**Directions:** Rewrite every line of the items below as a JSON list of strings, one string per line and no blank lines, and leave the pictures out of the answer.
----- Task material
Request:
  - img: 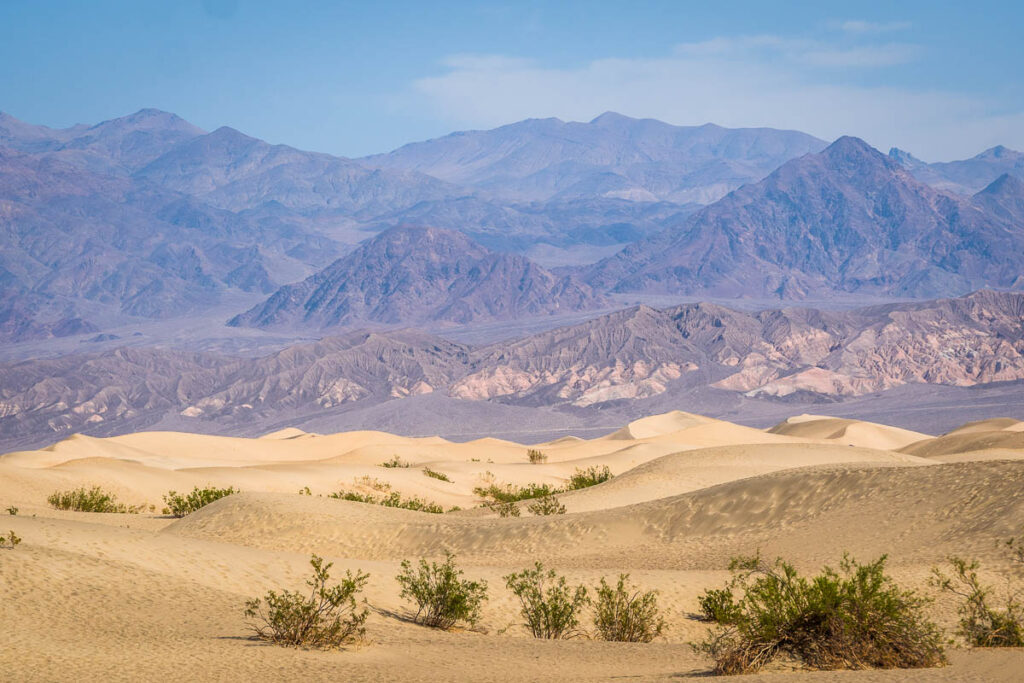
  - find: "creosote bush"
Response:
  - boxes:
[395,553,487,631]
[329,490,444,514]
[526,495,565,517]
[423,467,452,483]
[46,486,144,514]
[246,555,370,649]
[932,557,1024,647]
[565,465,612,490]
[504,562,590,639]
[0,529,22,550]
[594,573,665,643]
[526,449,548,465]
[164,486,239,517]
[473,483,559,503]
[694,555,945,675]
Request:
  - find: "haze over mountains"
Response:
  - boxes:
[0,110,1024,348]
[0,292,1024,454]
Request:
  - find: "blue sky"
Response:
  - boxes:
[0,0,1024,161]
----------
**Correct result:**
[
  "Request:",
  "  - img: ",
  "  - find: \"creosote bush\"",
  "Response:",
  "  - boxes:",
  "[395,553,487,631]",
  "[329,490,444,514]",
  "[526,495,565,517]",
  "[423,467,452,483]",
  "[46,486,144,514]",
  "[246,555,370,649]",
  "[932,557,1024,647]",
  "[565,465,612,490]",
  "[504,562,590,639]",
  "[0,529,22,550]",
  "[594,573,665,643]",
  "[526,449,548,465]",
  "[164,486,239,517]",
  "[473,483,559,503]",
  "[694,555,945,675]",
  "Request:",
  "  - find: \"haze over mountains\"",
  "Response:",
  "  - boxes:",
  "[0,110,1024,348]",
  "[0,292,1024,454]",
  "Request:",
  "  - find: \"blue sky\"",
  "Response:",
  "  - boxes:",
  "[0,0,1024,161]"
]